(Beginning of SOURCE MATERIAL)
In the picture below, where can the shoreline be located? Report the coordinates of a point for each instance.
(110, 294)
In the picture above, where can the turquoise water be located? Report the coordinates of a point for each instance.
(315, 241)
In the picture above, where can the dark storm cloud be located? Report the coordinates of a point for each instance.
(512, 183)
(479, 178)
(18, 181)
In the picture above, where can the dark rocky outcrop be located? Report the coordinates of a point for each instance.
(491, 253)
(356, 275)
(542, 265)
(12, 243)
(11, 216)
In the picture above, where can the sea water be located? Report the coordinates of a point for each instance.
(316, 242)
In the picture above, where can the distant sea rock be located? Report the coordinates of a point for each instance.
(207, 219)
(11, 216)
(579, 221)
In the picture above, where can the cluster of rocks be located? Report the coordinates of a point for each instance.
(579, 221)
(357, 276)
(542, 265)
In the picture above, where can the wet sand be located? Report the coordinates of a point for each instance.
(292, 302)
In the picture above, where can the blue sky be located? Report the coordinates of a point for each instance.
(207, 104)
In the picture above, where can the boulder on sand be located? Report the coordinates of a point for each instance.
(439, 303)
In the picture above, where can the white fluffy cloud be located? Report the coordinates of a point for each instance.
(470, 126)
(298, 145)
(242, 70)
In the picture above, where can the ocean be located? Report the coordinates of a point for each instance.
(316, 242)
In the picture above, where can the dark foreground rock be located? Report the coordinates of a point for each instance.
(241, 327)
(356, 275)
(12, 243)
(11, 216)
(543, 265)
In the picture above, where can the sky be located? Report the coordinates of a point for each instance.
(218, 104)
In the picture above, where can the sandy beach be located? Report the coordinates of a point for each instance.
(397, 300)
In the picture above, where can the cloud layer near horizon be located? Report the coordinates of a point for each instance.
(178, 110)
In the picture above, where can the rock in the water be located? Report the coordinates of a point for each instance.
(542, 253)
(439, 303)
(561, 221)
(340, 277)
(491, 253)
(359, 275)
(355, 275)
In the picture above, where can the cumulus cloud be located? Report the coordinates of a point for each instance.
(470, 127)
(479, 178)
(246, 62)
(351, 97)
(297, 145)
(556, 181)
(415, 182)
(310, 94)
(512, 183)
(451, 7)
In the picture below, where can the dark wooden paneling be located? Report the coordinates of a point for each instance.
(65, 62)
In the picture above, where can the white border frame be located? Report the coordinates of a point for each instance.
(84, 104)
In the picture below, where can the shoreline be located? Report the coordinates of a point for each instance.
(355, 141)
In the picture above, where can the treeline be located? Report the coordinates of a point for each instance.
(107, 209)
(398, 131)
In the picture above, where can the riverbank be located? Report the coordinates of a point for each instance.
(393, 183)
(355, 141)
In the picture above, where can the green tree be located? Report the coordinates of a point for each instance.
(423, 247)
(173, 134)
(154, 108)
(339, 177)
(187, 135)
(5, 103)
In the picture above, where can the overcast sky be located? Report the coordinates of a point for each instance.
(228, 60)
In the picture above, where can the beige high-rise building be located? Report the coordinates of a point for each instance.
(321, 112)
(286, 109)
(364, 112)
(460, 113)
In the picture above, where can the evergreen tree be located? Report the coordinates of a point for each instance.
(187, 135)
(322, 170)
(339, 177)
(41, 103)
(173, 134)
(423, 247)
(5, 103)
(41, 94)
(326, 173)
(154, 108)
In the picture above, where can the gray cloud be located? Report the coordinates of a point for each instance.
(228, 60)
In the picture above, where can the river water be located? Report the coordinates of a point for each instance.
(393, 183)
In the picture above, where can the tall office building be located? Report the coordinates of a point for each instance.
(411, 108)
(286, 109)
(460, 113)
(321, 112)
(End of SOURCE MATERIAL)
● WHAT IS REQUIRED
Output every record exactly as written, with nothing dropped.

● ANSWER TO THIS PROBLEM
In the picture below, where can the shoreline be located? Report the coordinates of a point for each instance.
(110, 294)
In the picture above, where can the turquoise water be located? Report the coordinates of a point for each instance.
(315, 241)
In the picture above, where can the dark storm cloud be located? Report the coordinates of a point for each instance.
(512, 183)
(479, 178)
(18, 181)
In the picture above, where can the dark rocky outcrop be located? Report the coordinates of a point for each instance.
(491, 253)
(356, 275)
(542, 265)
(12, 243)
(11, 216)
In the picture above, where can the sea water be located? Report the coordinates of a point for each instance.
(316, 242)
In the picture above, where can the distant sea rock be located? Report the coordinates of a point for each instance.
(207, 219)
(11, 216)
(579, 221)
In the picture above, where can the cluster of rocks be located? Report the coordinates of a point for each instance.
(579, 221)
(357, 276)
(542, 265)
In the picture above, where can the wet sand be located? Report the coordinates of a point for each instance.
(292, 302)
In the picture above, where can the blue sky be located? Report the coordinates of a point for each instance.
(207, 104)
In the picture above, where can the boulder on sand be located? Report the coordinates of a point for each instance.
(439, 303)
In the picture above, where can the white fluffy cloud be located? Report the coordinates of a point for each instance.
(470, 126)
(298, 145)
(242, 70)
In the picture above, where can the ocean be located? Report the coordinates of a point for each instance.
(316, 242)
In the picture above, where can the dark foreground rock be located? Report the coordinates of a point for each instance.
(241, 327)
(356, 275)
(12, 243)
(11, 216)
(543, 265)
In the picture above, where can the sky be located? Report the coordinates of a point for each instance.
(218, 104)
In the picture above, where can the sandy beach be located? Report the coordinates of a point for each instance.
(397, 300)
In the picture above, where can the cloud layer near horizon be located? Report the coordinates of a point for each instance.
(178, 110)
In the picture above, where can the rock in the water be located? Report the coordinates of a point for each instance.
(542, 253)
(439, 303)
(561, 221)
(340, 277)
(491, 253)
(359, 275)
(355, 275)
In the picture above, where can the cumulus cloud be located? Report the coordinates of a point for each instance.
(470, 127)
(479, 178)
(246, 62)
(351, 97)
(297, 145)
(556, 181)
(415, 182)
(310, 94)
(512, 183)
(451, 7)
In the picture below, where can the dark wooden paneling be located? Report the coordinates of a point for each instance.
(65, 62)
In the picture above, where can the white border frame be located? Report the coordinates of a point for each instance.
(84, 104)
In the picture below, where can the shoreline be located? Report the coordinates of a point for each instance.
(355, 141)
In the picture above, where can the treeline be located? Report the coordinates of a point for each instance.
(107, 209)
(398, 131)
In the picture above, where can the riverbank be located? Report the coordinates of a point for each instance.
(393, 183)
(355, 141)
In the picture above, where can the green tree be located? Report the coordinates of a point for each instance.
(423, 247)
(173, 134)
(154, 108)
(339, 177)
(187, 135)
(5, 103)
In the picture above, where can the overcast sky be located? Report the coordinates of a point for each instance.
(228, 60)
In the picture above, where can the beige high-rise building be located? Report the coordinates of a point for each instance.
(321, 112)
(286, 109)
(364, 112)
(460, 113)
In the picture above, where can the evergreen tree be located? Report the coordinates of a point for each instance.
(187, 135)
(322, 170)
(339, 177)
(41, 103)
(173, 134)
(423, 247)
(5, 103)
(41, 94)
(326, 173)
(154, 108)
In the picture above, where can the gray cloud be located? Report the coordinates of a point for each instance.
(228, 60)
In the picture above, where can the river water be located? Report the coordinates of a point for each instance.
(393, 183)
In the picture above, where can the tall office building be located? Report the coordinates of a point for each instance.
(411, 108)
(286, 109)
(460, 113)
(321, 112)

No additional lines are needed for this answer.